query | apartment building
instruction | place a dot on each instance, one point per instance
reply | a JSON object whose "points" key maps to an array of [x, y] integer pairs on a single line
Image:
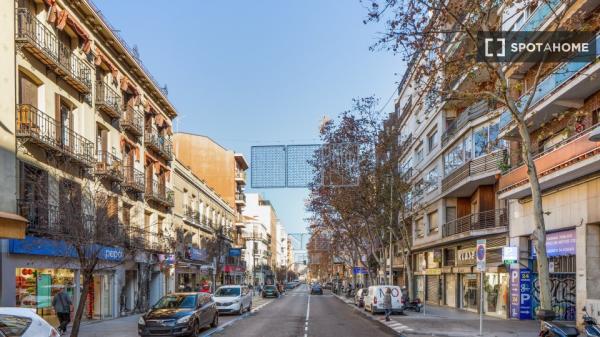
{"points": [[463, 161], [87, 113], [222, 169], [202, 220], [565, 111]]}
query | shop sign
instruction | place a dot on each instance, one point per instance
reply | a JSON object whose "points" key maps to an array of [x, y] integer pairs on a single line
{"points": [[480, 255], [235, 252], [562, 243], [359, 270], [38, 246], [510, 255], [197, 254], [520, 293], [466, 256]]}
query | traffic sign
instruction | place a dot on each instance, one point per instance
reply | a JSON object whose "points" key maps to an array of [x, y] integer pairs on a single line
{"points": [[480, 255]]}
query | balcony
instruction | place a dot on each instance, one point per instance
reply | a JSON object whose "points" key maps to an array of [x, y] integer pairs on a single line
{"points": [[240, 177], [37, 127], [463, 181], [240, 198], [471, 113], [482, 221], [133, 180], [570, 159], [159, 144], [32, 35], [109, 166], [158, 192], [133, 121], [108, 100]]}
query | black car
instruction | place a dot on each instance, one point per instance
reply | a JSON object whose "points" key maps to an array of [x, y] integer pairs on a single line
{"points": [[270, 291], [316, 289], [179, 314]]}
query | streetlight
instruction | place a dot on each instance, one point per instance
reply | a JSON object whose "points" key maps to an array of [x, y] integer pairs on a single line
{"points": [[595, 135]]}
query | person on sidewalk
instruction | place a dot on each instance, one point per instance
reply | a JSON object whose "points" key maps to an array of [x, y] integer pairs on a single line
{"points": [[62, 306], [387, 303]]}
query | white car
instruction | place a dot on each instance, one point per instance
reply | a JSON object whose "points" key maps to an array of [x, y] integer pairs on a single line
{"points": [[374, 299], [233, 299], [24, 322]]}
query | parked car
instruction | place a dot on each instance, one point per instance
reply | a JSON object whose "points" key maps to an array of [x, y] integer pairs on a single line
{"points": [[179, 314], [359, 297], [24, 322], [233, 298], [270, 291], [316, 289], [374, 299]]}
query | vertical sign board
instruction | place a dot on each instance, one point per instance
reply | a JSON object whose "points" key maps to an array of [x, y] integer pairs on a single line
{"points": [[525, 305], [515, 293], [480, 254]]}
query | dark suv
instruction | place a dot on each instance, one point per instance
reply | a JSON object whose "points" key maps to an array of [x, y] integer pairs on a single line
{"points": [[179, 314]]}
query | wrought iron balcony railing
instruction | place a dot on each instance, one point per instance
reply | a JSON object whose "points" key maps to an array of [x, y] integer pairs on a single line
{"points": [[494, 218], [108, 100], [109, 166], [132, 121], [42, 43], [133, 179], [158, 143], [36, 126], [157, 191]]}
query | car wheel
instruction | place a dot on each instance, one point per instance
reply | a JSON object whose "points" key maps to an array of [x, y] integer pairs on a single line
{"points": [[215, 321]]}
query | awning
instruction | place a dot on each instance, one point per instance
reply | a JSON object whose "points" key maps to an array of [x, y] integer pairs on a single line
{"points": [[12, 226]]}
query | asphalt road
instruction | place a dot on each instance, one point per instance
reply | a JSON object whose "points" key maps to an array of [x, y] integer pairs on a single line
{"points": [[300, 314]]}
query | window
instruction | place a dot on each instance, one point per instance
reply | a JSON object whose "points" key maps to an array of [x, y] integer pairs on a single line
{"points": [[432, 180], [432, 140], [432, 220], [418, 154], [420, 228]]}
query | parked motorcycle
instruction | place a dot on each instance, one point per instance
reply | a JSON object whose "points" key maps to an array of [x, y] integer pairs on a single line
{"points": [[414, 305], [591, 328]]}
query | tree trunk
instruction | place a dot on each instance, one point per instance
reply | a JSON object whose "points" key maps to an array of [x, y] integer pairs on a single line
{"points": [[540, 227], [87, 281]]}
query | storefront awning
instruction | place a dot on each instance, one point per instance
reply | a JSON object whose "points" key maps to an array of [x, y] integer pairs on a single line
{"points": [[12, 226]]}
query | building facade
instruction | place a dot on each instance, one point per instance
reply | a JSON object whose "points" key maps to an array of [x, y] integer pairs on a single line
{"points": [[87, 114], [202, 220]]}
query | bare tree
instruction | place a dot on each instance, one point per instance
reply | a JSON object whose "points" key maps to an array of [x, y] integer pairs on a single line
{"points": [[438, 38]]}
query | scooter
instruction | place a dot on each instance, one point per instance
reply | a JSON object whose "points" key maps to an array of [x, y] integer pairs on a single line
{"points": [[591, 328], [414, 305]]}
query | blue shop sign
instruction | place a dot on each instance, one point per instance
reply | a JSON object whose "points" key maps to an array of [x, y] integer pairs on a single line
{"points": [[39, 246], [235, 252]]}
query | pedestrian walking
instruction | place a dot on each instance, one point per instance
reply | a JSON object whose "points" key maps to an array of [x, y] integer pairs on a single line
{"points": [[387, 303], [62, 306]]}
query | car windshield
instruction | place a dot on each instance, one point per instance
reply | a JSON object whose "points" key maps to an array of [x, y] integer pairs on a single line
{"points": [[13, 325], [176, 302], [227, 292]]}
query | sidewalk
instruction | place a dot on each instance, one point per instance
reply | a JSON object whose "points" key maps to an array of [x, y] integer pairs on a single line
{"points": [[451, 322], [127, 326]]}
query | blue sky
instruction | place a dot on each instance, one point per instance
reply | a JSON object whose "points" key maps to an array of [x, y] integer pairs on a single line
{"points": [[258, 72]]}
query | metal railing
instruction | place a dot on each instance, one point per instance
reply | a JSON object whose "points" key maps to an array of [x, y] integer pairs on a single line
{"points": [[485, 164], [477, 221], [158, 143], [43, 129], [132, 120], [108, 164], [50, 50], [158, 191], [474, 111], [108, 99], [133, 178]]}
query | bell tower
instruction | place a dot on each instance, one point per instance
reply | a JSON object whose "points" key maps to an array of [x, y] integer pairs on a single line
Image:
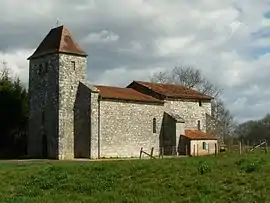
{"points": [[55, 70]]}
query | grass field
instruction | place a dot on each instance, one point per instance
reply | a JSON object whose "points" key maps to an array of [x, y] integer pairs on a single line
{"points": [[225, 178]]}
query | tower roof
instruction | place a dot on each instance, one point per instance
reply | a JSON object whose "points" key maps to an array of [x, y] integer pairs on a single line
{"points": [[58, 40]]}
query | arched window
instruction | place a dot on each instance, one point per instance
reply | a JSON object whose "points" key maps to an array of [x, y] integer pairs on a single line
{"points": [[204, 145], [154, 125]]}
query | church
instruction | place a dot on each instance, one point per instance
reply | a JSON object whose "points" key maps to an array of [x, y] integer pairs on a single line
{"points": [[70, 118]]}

§

◆ **What you need to do**
How many lines of the entries contain "sign"? Answer with a number alone.

◆ **The answer**
4